┌─ Material provided

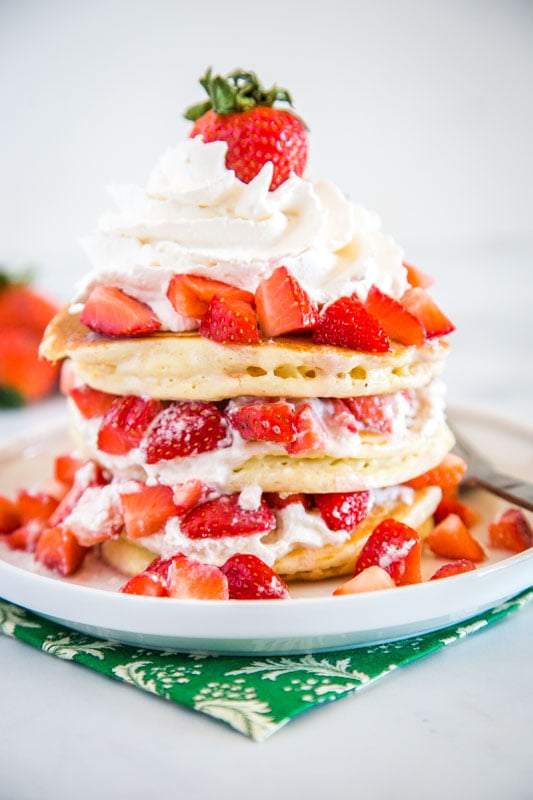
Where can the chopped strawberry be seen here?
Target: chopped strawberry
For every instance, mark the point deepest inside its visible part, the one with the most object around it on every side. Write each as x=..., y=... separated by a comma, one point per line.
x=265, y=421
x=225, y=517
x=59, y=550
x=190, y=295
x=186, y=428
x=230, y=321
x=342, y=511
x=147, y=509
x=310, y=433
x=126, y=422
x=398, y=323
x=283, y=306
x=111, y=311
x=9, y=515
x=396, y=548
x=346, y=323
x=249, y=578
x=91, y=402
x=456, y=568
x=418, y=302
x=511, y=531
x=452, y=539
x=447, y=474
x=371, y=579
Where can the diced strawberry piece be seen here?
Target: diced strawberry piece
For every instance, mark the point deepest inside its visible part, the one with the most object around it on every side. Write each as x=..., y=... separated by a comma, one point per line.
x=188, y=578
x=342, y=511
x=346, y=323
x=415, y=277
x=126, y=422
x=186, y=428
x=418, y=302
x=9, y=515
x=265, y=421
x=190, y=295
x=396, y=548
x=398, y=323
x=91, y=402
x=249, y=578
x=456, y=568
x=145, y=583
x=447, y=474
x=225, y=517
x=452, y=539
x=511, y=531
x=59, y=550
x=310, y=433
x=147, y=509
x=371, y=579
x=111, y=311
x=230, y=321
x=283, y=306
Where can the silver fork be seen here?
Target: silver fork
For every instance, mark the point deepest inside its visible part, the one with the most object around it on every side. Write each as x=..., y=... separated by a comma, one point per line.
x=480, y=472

└─
┌─ Material provided

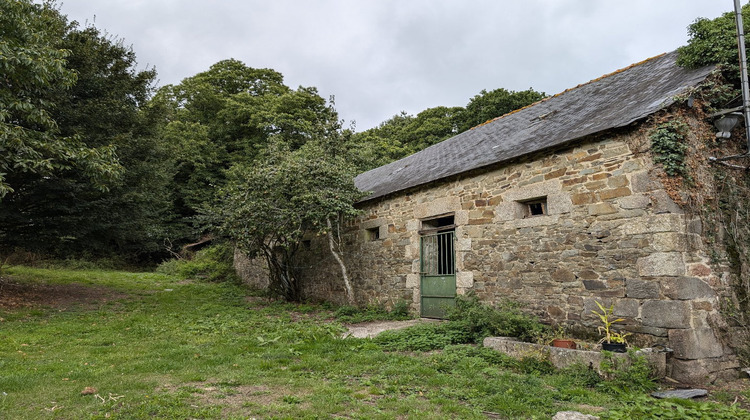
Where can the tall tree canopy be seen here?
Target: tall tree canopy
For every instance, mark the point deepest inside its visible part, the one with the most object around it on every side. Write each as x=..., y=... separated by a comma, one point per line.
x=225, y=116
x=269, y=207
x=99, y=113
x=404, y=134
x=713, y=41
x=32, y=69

└─
┌─ Material provided

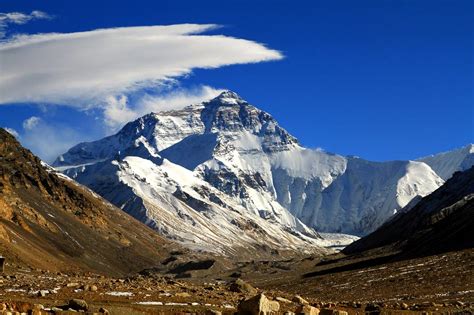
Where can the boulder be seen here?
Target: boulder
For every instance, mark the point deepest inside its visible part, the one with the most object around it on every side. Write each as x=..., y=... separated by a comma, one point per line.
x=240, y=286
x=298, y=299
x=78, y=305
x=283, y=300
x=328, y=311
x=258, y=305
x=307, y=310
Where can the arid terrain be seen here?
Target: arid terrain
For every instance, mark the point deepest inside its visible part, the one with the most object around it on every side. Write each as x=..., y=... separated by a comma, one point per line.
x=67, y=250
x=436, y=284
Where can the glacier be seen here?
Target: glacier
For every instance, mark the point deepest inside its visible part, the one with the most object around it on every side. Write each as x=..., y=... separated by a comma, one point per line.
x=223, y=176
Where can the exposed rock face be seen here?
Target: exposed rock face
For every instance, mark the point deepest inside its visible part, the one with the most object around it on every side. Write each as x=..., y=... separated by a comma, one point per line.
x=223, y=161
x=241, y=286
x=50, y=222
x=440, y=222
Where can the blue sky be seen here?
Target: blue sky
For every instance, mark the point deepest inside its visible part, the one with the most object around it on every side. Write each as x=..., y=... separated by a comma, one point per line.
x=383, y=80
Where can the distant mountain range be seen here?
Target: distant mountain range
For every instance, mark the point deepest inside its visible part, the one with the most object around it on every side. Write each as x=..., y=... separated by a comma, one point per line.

└─

**About this exercise:**
In the records above, how many lines contain the word "piece"? Give the number alone.

**Response area:**
2